### TASK
Please put the records from the line containing "Isolate roof ridge" through the line containing "[0,48,329,267]" into a two-column CSV headed input and output. Give one row per record, with each value in a single quoted field and its line breaks replaced by spaces.

**** DATA IN THIS EXERCISE

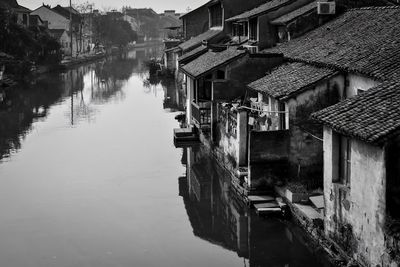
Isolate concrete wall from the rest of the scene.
[249,130,289,164]
[287,75,344,188]
[184,75,194,125]
[31,6,69,30]
[324,127,386,266]
[215,111,247,168]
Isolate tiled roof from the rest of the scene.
[179,30,222,51]
[226,0,291,21]
[178,45,208,62]
[48,29,65,40]
[312,82,400,144]
[181,47,246,78]
[248,63,336,99]
[264,7,400,79]
[179,0,214,19]
[13,6,32,13]
[271,2,317,25]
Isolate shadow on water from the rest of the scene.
[179,146,330,267]
[0,47,160,160]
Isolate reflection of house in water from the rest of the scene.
[179,146,329,267]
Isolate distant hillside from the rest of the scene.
[0,0,19,8]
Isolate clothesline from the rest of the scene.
[238,106,289,113]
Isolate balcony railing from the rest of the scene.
[192,101,211,128]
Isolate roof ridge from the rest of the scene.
[346,5,400,12]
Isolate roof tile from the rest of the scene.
[182,47,247,77]
[248,63,336,99]
[179,30,222,51]
[312,82,400,144]
[263,6,400,80]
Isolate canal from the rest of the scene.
[0,48,329,267]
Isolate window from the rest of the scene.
[249,18,258,41]
[232,22,248,37]
[209,4,222,28]
[332,133,351,185]
[279,102,287,130]
[357,88,365,95]
[22,14,28,25]
[217,70,225,80]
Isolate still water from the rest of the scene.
[0,48,327,267]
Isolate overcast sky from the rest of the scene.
[17,0,208,13]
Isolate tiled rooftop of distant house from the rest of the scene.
[179,30,222,51]
[181,48,247,78]
[248,63,336,99]
[312,82,400,144]
[179,45,208,63]
[226,0,291,21]
[263,6,400,79]
[271,2,317,25]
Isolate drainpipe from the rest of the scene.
[69,0,73,59]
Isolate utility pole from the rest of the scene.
[69,0,73,59]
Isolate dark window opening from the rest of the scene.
[217,70,225,80]
[332,134,351,185]
[209,4,222,27]
[232,22,248,37]
[385,137,400,221]
[22,14,28,25]
[279,103,286,130]
[249,18,258,41]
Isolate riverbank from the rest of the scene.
[192,131,352,266]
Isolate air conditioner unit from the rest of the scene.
[317,2,336,15]
[243,45,258,54]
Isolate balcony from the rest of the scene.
[192,101,211,129]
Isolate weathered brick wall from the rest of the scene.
[248,131,289,189]
[288,79,343,189]
[249,131,289,164]
[324,127,388,266]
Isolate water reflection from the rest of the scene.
[0,47,160,160]
[179,146,330,267]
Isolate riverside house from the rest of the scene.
[180,47,282,159]
[227,4,398,195]
[313,82,400,266]
[165,0,265,74]
[313,7,400,266]
[226,0,318,51]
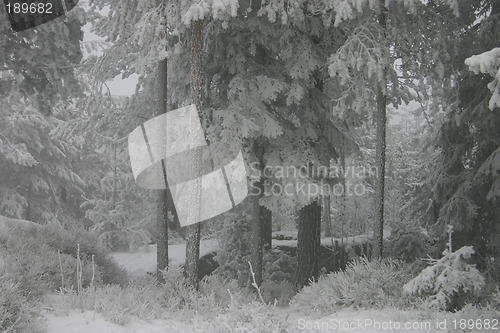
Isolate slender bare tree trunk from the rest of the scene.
[184,20,204,290]
[156,59,170,283]
[295,201,321,288]
[322,195,332,237]
[372,0,388,258]
[249,140,265,286]
[261,206,273,249]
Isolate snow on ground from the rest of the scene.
[288,309,438,333]
[45,311,198,333]
[45,308,453,333]
[111,239,219,274]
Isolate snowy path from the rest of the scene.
[111,239,219,274]
[45,308,448,333]
[45,311,197,333]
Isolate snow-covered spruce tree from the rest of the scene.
[403,226,484,310]
[164,2,368,288]
[319,0,464,256]
[0,2,85,224]
[427,1,500,274]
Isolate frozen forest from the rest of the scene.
[0,0,500,333]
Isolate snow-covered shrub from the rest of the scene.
[0,278,43,333]
[384,224,430,263]
[0,225,126,295]
[98,228,152,251]
[263,249,297,282]
[199,274,255,309]
[403,246,484,310]
[208,301,286,333]
[0,234,102,296]
[292,258,410,314]
[214,213,250,286]
[260,280,296,305]
[438,304,500,333]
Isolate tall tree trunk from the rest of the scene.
[295,201,321,288]
[373,0,388,258]
[322,195,332,237]
[156,59,171,283]
[250,140,265,286]
[184,20,205,290]
[260,206,273,249]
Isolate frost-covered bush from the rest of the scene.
[384,224,431,263]
[0,225,126,296]
[262,249,297,282]
[207,301,286,333]
[0,278,43,333]
[214,213,250,286]
[292,258,410,314]
[403,246,484,310]
[260,280,297,306]
[0,231,102,296]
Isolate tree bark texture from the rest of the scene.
[184,20,206,290]
[295,201,321,288]
[372,0,388,258]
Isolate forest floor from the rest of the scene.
[43,235,470,333]
[45,308,440,333]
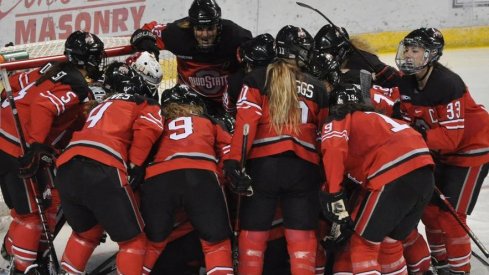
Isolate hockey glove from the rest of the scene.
[223,160,253,196]
[19,142,56,179]
[411,118,430,140]
[319,191,351,224]
[131,29,160,60]
[128,164,146,191]
[320,222,354,250]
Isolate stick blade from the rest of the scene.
[360,70,372,98]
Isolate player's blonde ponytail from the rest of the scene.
[265,58,301,134]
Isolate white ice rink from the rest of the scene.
[0,48,489,275]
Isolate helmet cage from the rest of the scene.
[64,31,107,80]
[275,25,313,66]
[307,51,340,86]
[330,84,364,108]
[238,33,277,68]
[126,51,163,94]
[104,62,153,97]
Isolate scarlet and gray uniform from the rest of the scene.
[229,68,328,230]
[143,19,252,105]
[371,66,489,214]
[141,116,232,274]
[56,94,163,242]
[0,63,91,214]
[321,111,434,242]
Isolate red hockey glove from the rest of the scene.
[319,191,351,224]
[320,222,354,250]
[19,142,56,179]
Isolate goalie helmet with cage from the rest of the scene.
[64,31,106,80]
[314,24,352,63]
[126,51,163,98]
[396,28,445,75]
[103,61,152,97]
[160,84,205,108]
[275,25,313,67]
[238,33,277,71]
[188,0,222,52]
[329,83,365,107]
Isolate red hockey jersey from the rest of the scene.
[374,67,489,167]
[146,116,231,178]
[229,68,329,164]
[321,111,433,193]
[56,94,163,174]
[139,19,252,102]
[0,63,91,156]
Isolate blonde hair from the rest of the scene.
[161,102,204,119]
[265,58,301,134]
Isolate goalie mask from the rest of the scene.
[275,25,313,67]
[64,31,106,80]
[396,28,445,75]
[126,51,163,98]
[314,24,352,64]
[104,61,152,97]
[238,33,277,70]
[161,84,205,109]
[307,51,340,86]
[188,0,222,52]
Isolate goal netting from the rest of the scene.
[0,37,177,222]
[0,36,177,92]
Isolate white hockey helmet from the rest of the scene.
[126,51,163,92]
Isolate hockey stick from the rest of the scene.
[0,69,60,274]
[360,69,372,99]
[295,2,375,72]
[435,186,489,258]
[232,123,253,274]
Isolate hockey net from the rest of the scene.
[0,36,177,92]
[0,37,177,223]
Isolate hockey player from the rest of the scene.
[320,85,434,274]
[126,51,163,101]
[224,25,328,274]
[131,0,252,116]
[141,85,233,275]
[0,31,104,273]
[55,62,163,275]
[383,28,489,274]
[314,24,400,87]
[223,33,277,117]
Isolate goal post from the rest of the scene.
[0,36,177,92]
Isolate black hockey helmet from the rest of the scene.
[64,31,106,80]
[275,25,314,65]
[160,84,205,110]
[329,83,365,108]
[396,28,445,74]
[188,0,221,26]
[238,33,277,67]
[314,24,352,63]
[307,51,340,86]
[103,61,152,97]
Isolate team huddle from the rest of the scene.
[0,0,489,275]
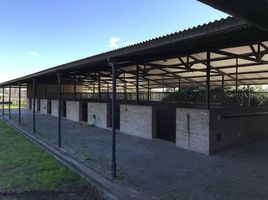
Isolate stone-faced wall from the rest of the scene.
[88,102,107,128]
[120,104,154,139]
[51,100,59,117]
[176,108,210,154]
[32,99,40,112]
[66,101,80,122]
[40,99,48,114]
[26,98,31,110]
[210,107,268,153]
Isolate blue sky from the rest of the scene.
[0,0,227,82]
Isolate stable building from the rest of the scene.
[0,17,268,158]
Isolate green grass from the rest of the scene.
[0,121,88,193]
[1,104,26,109]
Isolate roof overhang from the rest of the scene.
[198,0,268,31]
[0,17,268,88]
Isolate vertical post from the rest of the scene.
[247,85,251,107]
[136,65,140,105]
[221,75,224,105]
[98,72,101,103]
[19,83,21,124]
[73,76,76,101]
[179,79,181,92]
[8,84,11,119]
[92,82,95,100]
[162,75,165,93]
[32,79,36,133]
[45,84,47,99]
[2,86,5,117]
[106,83,110,101]
[111,60,117,178]
[57,73,62,147]
[235,58,238,92]
[147,80,150,101]
[206,52,211,109]
[124,73,127,101]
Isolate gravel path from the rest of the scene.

********

### COMPLETED EXERCISE
input,output
"Isolate roof ridge from the rest of the scene.","[346,5,400,12]"
"Isolate roof tile from the rest of the scene.","[182,47,247,77] [248,63,336,99] [179,30,222,51] [312,82,400,144] [263,6,400,80]"
"Isolate canal from the rest of the scene.","[0,48,329,267]"